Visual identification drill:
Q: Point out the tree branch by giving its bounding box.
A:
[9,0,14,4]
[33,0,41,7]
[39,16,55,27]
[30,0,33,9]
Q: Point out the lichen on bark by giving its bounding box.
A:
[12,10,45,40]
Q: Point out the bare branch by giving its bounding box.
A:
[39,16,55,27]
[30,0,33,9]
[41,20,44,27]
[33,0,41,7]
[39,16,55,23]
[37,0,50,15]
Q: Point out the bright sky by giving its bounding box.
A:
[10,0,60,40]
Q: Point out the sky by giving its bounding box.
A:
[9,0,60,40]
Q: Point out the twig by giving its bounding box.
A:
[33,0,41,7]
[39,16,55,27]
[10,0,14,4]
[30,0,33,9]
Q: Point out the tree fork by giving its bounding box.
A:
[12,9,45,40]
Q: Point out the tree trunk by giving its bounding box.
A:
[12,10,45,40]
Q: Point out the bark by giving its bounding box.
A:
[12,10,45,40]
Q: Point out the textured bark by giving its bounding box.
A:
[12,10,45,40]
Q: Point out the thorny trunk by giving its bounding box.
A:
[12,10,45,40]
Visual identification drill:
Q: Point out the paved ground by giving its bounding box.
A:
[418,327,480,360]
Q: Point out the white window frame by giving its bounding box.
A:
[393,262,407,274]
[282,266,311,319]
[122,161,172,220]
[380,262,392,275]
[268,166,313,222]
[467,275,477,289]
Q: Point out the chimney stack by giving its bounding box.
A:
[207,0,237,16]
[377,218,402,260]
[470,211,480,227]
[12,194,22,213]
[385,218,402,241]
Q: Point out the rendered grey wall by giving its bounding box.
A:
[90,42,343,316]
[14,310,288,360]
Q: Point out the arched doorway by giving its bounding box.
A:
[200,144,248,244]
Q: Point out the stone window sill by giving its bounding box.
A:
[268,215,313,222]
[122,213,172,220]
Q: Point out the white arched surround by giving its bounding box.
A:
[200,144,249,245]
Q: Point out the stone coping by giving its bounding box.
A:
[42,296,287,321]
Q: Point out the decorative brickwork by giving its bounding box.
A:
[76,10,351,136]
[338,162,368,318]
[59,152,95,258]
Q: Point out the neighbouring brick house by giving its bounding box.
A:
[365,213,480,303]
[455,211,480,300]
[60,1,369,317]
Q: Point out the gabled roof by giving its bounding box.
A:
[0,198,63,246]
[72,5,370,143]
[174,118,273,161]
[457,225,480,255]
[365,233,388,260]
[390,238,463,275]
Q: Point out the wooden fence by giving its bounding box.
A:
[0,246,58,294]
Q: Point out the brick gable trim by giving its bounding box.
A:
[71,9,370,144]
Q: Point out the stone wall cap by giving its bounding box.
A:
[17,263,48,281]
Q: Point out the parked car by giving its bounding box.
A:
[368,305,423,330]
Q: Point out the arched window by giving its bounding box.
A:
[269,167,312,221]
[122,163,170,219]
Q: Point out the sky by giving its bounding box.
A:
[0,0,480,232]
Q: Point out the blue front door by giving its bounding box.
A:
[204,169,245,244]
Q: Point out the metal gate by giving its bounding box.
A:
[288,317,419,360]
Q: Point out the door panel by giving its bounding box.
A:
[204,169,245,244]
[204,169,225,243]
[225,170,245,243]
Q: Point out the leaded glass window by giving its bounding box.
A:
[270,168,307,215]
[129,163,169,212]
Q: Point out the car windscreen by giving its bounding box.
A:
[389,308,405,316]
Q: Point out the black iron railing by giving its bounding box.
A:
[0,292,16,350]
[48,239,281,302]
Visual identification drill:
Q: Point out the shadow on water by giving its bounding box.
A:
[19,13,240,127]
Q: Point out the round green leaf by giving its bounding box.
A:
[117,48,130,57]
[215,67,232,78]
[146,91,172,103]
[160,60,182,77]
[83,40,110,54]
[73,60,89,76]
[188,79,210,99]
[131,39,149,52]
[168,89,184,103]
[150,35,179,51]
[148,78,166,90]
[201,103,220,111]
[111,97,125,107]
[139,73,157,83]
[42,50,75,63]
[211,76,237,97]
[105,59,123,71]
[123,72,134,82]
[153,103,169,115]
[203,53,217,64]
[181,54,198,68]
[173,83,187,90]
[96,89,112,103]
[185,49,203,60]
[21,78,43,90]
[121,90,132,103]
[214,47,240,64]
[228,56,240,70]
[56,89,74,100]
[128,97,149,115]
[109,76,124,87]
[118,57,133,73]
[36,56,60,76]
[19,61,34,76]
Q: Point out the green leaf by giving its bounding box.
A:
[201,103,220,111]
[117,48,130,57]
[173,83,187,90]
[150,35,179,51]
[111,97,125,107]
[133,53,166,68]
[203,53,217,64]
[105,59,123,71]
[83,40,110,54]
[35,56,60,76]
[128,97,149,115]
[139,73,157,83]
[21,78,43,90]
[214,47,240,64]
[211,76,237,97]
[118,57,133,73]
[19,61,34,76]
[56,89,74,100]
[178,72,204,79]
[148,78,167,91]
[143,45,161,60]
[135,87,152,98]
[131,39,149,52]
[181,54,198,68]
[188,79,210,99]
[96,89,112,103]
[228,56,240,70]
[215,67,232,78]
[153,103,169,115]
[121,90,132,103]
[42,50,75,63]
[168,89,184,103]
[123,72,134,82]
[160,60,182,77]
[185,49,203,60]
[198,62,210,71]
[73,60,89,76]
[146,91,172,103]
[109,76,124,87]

===

ЗАДАНИЕ
Перепишите все данные выше как JSON-список строк, отводя каждой строке данных отдельную строку списка. Пустые строки не включайте.

ОТВЕТ
[
  "Visual identification drill:",
  "Q: Point out the tree branch by giving its bounding box.",
  "A:",
  "[9,0,14,4]",
  "[33,0,41,7]",
  "[39,16,55,27]",
  "[30,0,33,9]",
  "Q: Point out the lichen on bark by giving its bounding box.",
  "A:",
  "[12,10,45,40]",
  "Q: Point out the bare branch by giving its bounding box.",
  "A:",
  "[39,16,55,27]",
  "[30,0,33,9]",
  "[41,20,44,27]",
  "[33,0,41,7]",
  "[39,16,55,23]",
  "[37,0,50,15]",
  "Q: Point out the bright sky by giving its bounding box.",
  "A:",
  "[10,0,60,40]",
  "Q: Point out the sky by giving its bounding box.",
  "A:",
  "[9,0,60,40]",
  "Q: Point out the twig by giving its bounding box.",
  "A:",
  "[33,0,41,7]",
  "[39,16,55,27]",
  "[10,0,14,4]",
  "[30,0,33,9]",
  "Q: Point out the tree fork by giving its bounding box.",
  "A:",
  "[12,9,45,40]",
  "Q: Point out the tree trunk by giving its bounding box.",
  "A:",
  "[12,10,45,40]",
  "Q: Point out the bark by giving its bounding box.",
  "A:",
  "[12,10,45,40]",
  "Q: Point out the textured bark by giving its bounding box.",
  "A:",
  "[12,10,45,40]",
  "Q: Point out the thorny trunk by giving its bounding box.",
  "A:",
  "[12,10,45,40]",
  "Visual identification drill:",
  "Q: Point out the paved ground by giving its bounding box.",
  "A:",
  "[418,327,480,360]",
  "Q: Point out the white window frame by giving its bounding box.",
  "A:",
  "[393,262,407,274]",
  "[282,266,311,319]",
  "[122,161,172,220]",
  "[380,262,392,275]",
  "[268,166,313,222]",
  "[467,275,477,289]",
  "Q: Point out the chimney stack by giving its bounding box.",
  "A:",
  "[207,0,237,16]",
  "[377,218,402,260]",
  "[470,211,480,227]",
  "[12,194,22,213]",
  "[385,218,402,241]",
  "Q: Point out the rendered grey wall by giving its bounding box.",
  "A:",
  "[90,42,343,316]",
  "[14,310,288,360]",
  "Q: Point out the arched doorway by giving its bounding box.",
  "A:",
  "[200,144,248,244]",
  "Q: Point out the stone window sill by giving its bounding box.",
  "A:",
  "[268,215,313,222]",
  "[122,213,172,220]",
  "Q: Point out the white arched surround by giving its bounding box.",
  "A:",
  "[200,144,249,245]",
  "Q: Point out the stone coping by giving its bounding box.",
  "A:",
  "[42,296,287,321]",
  "Q: Point out the decorative brickwork by giving its bounding box.",
  "A:",
  "[76,10,351,136]",
  "[338,162,368,318]",
  "[59,152,95,258]",
  "Q: Point out the neighbouring brick house by giving its bounding box.",
  "A:",
  "[365,213,480,303]",
  "[455,211,480,300]",
  "[60,1,369,317]",
  "Q: Point out the gabled roof by giving its bounding box.",
  "A:",
  "[0,198,63,246]",
  "[72,5,370,143]",
  "[174,118,273,161]",
  "[457,225,480,255]",
  "[365,233,388,260]",
  "[390,238,463,275]",
  "Q: Point out the wooden fence by giving its bounding box.",
  "A:",
  "[0,246,58,294]",
  "Q: Point out the brick gable trim by giving its bounding box.",
  "A:",
  "[71,9,370,144]",
  "Q: Point out the stone wall cap by giving its bounding box.",
  "A:",
  "[17,263,48,281]",
  "Q: Point out the parked car by giving its bounding box.",
  "A:",
  "[368,305,423,330]",
  "Q: Point out the arched window by giving its bounding box.",
  "A:",
  "[269,167,312,221]",
  "[122,163,170,219]",
  "Q: Point out the sky by giving its bounding box.",
  "A:",
  "[0,0,480,232]",
  "Q: Point out the blue front door by giving its bounding box.",
  "A:",
  "[204,169,245,244]",
  "Q: Point out the metal gate by giving its bounding box.",
  "A:",
  "[288,317,419,360]",
  "Q: Point out the door panel by giving its bounding box.",
  "A:",
  "[204,169,245,244]",
  "[204,169,225,243]",
  "[225,170,245,243]",
  "Q: Point out the leaded glass window by giving its bounding box.",
  "A:",
  "[270,168,307,215]",
  "[129,163,169,212]",
  "Q: Point out the car windscreen by giving its bounding box.",
  "A:",
  "[389,308,405,316]",
  "Q: Point out the black iron railing by giving its bounding box.",
  "A:",
  "[0,292,16,350]",
  "[48,239,281,302]",
  "Visual identification drill:",
  "Q: Point out the shadow on water by giving its bounding box.",
  "A:",
  "[19,13,240,127]",
  "Q: Point out the round green leaf by giving its bounding box.",
  "A:",
  "[117,48,130,57]",
  "[215,67,232,78]",
  "[146,91,172,103]",
  "[160,60,182,77]",
  "[83,40,110,54]",
  "[73,60,89,76]",
  "[188,79,210,99]",
  "[131,39,149,52]",
  "[168,89,184,103]",
  "[150,35,179,51]",
  "[148,78,166,90]",
  "[201,103,220,111]",
  "[111,97,125,107]",
  "[139,73,157,83]",
  "[42,50,75,63]",
  "[211,76,237,97]",
  "[105,59,123,71]",
  "[123,72,134,82]",
  "[153,103,169,115]",
  "[203,53,217,64]",
  "[181,54,198,68]",
  "[173,83,187,90]",
  "[96,89,112,103]",
  "[185,49,203,60]",
  "[21,78,43,90]",
  "[121,90,132,103]",
  "[214,47,240,64]",
  "[228,56,240,70]",
  "[56,89,74,100]",
  "[128,97,149,115]",
  "[109,76,124,87]",
  "[118,57,133,73]",
  "[36,56,60,76]",
  "[19,61,34,76]",
  "Q: Point out the green leaf by giving its bounding box.",
  "A:",
  "[201,103,220,111]",
  "[117,48,130,57]",
  "[173,83,187,90]",
  "[150,35,179,51]",
  "[111,97,125,107]",
  "[133,53,166,68]",
  "[203,53,217,64]",
  "[105,59,123,71]",
  "[83,40,110,54]",
  "[35,56,60,76]",
  "[128,97,149,115]",
  "[139,73,157,83]",
  "[21,78,43,90]",
  "[214,47,240,64]",
  "[211,76,237,97]",
  "[118,57,133,73]",
  "[19,61,34,76]",
  "[56,89,74,100]",
  "[178,72,204,79]",
  "[148,78,167,91]",
  "[143,45,161,60]",
  "[135,87,152,98]",
  "[131,39,149,52]",
  "[181,54,198,68]",
  "[188,79,210,99]",
  "[96,89,112,103]",
  "[228,56,240,70]",
  "[215,67,232,78]",
  "[153,103,169,115]",
  "[121,90,132,103]",
  "[42,50,75,63]",
  "[168,89,184,103]",
  "[123,72,134,82]",
  "[160,60,182,77]",
  "[185,49,203,60]",
  "[198,62,210,71]",
  "[73,60,89,76]",
  "[146,91,172,103]",
  "[109,76,124,87]"
]